### ABOUT THIS EXERCISE
Find and copy every line of the records below that contains the string "positive". Matching is case-sensitive.

Top of PROVIDED INFORMATION

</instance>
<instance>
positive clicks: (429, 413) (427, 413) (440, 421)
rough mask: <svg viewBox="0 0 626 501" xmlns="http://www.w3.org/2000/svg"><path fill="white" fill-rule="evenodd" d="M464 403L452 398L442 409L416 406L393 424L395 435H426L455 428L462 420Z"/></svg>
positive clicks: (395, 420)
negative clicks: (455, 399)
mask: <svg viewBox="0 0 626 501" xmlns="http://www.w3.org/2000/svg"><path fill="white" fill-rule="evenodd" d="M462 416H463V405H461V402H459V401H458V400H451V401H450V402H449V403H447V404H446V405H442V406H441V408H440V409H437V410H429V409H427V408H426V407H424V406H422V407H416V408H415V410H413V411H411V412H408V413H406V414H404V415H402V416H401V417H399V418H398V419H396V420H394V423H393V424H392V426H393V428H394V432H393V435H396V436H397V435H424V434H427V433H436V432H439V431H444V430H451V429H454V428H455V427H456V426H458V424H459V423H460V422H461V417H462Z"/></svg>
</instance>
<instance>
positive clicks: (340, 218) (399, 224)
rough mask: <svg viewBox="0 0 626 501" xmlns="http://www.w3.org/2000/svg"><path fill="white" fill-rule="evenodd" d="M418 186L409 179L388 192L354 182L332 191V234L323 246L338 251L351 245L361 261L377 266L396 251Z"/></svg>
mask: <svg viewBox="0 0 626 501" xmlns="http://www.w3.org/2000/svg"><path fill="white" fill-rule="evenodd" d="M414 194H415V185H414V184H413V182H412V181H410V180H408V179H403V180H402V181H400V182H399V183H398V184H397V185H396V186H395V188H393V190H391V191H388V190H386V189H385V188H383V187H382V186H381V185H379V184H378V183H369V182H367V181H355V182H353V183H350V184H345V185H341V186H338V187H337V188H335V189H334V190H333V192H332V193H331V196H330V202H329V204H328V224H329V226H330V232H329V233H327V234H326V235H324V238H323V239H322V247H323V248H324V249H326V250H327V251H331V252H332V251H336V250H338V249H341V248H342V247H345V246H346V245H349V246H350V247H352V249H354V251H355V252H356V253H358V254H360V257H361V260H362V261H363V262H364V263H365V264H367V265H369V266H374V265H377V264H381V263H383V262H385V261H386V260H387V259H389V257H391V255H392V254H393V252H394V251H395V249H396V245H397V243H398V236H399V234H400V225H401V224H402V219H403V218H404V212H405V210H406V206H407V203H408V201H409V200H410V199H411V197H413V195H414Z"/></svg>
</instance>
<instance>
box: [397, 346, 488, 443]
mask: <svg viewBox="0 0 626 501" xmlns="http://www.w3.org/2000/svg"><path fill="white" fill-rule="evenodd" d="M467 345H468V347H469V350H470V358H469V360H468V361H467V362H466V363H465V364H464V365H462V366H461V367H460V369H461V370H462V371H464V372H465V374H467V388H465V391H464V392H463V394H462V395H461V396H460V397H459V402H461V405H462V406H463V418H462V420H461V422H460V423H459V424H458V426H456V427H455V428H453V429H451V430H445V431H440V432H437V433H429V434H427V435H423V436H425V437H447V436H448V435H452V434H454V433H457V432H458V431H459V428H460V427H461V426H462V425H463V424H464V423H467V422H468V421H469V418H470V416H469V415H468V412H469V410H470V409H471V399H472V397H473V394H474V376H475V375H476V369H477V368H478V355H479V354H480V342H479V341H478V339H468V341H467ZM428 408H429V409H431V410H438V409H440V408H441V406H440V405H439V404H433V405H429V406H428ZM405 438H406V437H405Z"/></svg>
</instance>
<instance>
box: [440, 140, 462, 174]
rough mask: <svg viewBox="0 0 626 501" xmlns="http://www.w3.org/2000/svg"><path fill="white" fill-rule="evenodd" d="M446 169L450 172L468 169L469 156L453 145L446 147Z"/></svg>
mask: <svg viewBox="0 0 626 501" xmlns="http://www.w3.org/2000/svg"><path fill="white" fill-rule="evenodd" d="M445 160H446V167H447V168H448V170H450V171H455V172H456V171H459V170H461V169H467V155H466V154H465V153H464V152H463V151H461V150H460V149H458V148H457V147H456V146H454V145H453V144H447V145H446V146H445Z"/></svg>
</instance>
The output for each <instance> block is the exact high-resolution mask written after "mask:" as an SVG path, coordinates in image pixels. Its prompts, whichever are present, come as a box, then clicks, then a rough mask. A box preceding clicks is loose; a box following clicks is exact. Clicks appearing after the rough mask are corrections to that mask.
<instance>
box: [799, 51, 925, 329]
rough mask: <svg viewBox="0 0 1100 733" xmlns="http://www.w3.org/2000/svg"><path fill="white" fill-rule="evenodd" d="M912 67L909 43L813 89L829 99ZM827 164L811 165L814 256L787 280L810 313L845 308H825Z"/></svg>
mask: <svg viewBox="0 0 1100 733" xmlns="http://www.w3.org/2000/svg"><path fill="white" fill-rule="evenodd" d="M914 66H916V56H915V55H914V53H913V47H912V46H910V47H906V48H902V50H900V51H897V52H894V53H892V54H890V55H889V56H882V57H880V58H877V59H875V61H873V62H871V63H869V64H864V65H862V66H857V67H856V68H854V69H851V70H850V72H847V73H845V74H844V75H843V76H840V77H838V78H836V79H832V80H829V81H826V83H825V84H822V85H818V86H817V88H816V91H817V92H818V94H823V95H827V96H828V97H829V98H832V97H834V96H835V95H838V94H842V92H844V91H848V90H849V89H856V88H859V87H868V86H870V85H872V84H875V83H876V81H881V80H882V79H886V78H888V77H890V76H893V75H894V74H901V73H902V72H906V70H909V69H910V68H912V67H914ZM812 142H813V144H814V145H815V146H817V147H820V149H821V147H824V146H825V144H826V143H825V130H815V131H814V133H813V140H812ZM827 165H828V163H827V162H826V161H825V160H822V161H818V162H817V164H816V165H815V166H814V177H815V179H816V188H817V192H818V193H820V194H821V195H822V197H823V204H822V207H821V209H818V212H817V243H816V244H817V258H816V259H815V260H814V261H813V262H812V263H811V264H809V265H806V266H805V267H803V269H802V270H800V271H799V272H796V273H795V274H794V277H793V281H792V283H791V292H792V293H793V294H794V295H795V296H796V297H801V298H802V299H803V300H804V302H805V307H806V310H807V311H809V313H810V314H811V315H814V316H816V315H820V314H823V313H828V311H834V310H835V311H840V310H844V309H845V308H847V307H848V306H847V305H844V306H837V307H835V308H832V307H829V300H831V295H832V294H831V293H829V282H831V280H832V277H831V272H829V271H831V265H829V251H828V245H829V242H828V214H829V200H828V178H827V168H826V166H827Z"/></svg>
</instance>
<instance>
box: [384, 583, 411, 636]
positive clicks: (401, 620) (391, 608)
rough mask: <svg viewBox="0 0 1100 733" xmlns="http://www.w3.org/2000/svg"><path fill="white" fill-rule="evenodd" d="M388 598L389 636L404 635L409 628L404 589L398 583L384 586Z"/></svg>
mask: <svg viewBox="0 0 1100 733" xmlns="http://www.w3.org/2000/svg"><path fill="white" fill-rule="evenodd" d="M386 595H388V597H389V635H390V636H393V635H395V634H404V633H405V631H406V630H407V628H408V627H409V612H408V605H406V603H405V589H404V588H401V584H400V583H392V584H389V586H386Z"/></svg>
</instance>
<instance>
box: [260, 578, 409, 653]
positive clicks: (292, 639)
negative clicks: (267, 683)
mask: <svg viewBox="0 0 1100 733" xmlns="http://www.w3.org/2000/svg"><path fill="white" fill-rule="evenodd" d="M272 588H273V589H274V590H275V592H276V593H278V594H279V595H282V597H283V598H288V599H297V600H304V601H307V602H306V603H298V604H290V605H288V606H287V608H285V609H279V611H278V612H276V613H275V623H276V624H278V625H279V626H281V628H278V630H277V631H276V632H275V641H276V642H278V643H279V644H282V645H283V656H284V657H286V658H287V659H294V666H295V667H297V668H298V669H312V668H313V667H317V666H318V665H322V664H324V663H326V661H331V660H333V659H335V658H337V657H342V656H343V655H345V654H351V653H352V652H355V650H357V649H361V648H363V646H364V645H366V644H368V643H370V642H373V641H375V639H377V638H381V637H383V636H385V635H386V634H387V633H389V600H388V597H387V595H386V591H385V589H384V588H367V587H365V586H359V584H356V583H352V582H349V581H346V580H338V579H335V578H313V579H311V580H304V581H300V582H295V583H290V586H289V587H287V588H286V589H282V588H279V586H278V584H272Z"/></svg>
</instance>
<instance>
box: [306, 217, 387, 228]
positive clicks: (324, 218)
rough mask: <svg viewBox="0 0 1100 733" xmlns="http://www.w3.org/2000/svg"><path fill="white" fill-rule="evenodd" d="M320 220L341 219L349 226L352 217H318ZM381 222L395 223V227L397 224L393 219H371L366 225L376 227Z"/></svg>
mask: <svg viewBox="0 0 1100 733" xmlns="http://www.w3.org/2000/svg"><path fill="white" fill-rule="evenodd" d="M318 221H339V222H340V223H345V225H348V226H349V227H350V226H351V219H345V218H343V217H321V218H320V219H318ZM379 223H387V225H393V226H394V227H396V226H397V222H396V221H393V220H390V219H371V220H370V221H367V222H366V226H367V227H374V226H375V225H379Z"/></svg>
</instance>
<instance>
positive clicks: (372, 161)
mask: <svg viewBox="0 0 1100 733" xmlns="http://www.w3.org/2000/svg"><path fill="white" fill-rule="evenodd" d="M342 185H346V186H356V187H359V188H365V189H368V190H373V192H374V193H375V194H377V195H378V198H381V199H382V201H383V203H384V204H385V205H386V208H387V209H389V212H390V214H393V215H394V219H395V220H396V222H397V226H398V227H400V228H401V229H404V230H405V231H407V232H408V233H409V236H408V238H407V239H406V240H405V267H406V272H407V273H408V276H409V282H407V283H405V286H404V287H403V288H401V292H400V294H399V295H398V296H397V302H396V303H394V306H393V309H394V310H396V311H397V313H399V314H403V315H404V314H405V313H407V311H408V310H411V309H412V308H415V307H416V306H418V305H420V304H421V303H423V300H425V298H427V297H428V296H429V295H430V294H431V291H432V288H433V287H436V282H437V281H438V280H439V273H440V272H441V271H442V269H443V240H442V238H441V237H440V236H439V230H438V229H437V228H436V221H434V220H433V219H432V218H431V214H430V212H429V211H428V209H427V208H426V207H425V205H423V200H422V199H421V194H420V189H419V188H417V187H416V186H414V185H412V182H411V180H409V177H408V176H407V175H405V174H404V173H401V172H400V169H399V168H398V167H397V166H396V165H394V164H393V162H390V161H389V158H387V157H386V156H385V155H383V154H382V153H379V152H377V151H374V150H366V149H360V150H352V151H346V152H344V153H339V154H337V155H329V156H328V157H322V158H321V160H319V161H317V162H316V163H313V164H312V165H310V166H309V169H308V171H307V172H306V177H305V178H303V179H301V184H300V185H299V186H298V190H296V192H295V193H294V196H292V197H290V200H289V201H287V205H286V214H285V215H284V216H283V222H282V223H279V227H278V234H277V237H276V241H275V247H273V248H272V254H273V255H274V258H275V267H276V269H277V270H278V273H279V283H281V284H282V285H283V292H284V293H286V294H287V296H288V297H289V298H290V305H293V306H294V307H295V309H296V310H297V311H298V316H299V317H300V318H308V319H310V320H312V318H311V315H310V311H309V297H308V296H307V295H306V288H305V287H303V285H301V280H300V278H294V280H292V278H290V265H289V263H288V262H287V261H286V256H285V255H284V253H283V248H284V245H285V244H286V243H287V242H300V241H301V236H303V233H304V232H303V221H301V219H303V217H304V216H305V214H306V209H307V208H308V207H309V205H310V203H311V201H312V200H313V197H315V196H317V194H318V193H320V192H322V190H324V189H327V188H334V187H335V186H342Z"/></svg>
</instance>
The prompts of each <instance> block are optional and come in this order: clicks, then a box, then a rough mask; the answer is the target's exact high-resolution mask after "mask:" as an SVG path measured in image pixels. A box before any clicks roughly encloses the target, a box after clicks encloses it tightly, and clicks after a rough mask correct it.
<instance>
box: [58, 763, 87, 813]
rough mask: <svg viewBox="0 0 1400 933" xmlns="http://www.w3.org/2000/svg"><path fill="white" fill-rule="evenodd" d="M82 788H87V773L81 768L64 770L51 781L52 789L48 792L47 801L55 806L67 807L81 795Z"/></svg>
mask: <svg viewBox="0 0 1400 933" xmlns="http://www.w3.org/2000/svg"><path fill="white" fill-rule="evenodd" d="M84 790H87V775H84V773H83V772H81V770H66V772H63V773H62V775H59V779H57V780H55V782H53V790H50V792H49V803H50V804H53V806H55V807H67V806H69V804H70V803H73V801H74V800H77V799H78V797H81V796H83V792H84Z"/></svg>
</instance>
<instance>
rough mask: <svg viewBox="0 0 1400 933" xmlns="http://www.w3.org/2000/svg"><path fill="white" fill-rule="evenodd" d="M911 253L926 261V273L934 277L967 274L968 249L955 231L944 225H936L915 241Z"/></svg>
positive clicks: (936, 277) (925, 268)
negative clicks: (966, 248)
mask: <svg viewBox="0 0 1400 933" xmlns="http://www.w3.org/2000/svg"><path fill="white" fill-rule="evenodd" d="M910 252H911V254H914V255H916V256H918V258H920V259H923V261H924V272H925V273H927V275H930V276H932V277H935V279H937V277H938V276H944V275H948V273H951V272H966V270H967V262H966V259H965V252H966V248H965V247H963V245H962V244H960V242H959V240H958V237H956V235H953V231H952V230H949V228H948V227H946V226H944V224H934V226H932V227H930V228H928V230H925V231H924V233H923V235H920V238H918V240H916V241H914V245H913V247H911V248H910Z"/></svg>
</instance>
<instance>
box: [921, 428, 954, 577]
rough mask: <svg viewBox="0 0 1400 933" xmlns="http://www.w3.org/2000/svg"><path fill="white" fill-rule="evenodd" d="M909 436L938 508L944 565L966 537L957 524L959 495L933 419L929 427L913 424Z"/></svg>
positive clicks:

Bottom of PROVIDED INFORMATION

### SOLUTION TO THIS EXERCISE
positive clicks: (429, 413) (427, 413) (440, 421)
positive clicks: (395, 420)
positive clicks: (340, 218) (399, 224)
positive clicks: (401, 620) (391, 608)
positive clicks: (292, 639)
positive clicks: (324, 218)
positive clicks: (372, 161)
positive clicks: (936, 277) (925, 268)
positive clicks:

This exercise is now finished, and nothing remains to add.